WRITTEN INSTRUCTION 1
Answer these questions using the page text on convolutional neural nets:
(a) How are state-of-the-art CNNs typically organized?
(b) What are the dimensions of the kernels that the input array is convolved with in the convolutional layers?
(c) What optional operation may follow convolution, and what does it do?
WRITTEN INSTRUCTION 2
Copy the page text on convolutional neural nets word for word, from "Convolutional neural nets" up to and including "Processing Systems (2012).".

PAGE TEXT
The present invention relates generally to computational devices, and specifically to apparatus and methods for high-speed parallel computations.
Convolutional neural nets (CNNs) are being used increasingly in complex classification and recognition tasks, such as large-category image classification, object recognition, and automatic speech recognition. State-of-the-art CNNs are typically organized into alternating convolutional and max-pooling layers, followed by a number of fully-connected layers leading to the output. This sort of architecture is described, for example, by Krizhevky et al., in “ImageNet Classification with Deep Convolutional Neural Networks,” published in Advances in Neural Information Processing Systems (2012).
In the convolutional layers of the CNN, a three-dimensional (3D) array of input data (commonly referred to as a 3D matrix or tensor) of dimensions M×N×D is convolved with H kernels of dimension k×k×D and stride S. Each 3D kernel is shifted in strides of size S across the input volume. Following each shift, every weight belonging to the 3D kernel is multiplied by each corresponding input element from the overlapping region of the 3D input array, and the products are summed to create an element of a 3D output array. After convolution, an optional pooling operation is used to subsample the convolved output.

RECORD SET
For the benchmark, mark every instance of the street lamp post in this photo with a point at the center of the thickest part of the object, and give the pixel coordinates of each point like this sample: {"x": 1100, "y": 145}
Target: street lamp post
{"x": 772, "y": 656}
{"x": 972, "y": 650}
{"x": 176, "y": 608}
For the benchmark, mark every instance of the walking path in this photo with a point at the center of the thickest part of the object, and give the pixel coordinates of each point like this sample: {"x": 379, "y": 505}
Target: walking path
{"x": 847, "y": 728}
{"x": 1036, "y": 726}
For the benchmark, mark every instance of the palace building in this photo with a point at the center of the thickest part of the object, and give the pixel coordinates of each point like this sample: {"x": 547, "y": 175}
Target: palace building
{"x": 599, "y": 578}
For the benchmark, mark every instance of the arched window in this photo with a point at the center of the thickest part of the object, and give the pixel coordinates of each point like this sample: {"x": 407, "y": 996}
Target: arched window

COMPLETE OUTPUT 1
(a) They are organized into alternating convolutional and max-pooling layers, followed by a number of fully-connected layers leading to the output.
(b) The kernels have dimensions k×k×D, with stride S.
(c) An optional pooling operation may follow convolution. It subsamples the convolved output.

COMPLETE OUTPUT 2
Convolutional neural nets (CNNs) are being used increasingly in complex classification and recognition tasks, such as large-category image classification, object recognition, and automatic speech recognition. State-of-the-art CNNs are typically organized into alternating convolutional and max-pooling layers, followed by a number of fully-connected layers leading to the output. This sort of architecture is described, for example, by Krizhevky et al., in “ImageNet Classification with Deep Convolutional Neural Networks,” published in Advances in Neural Information Processing Systems (2012).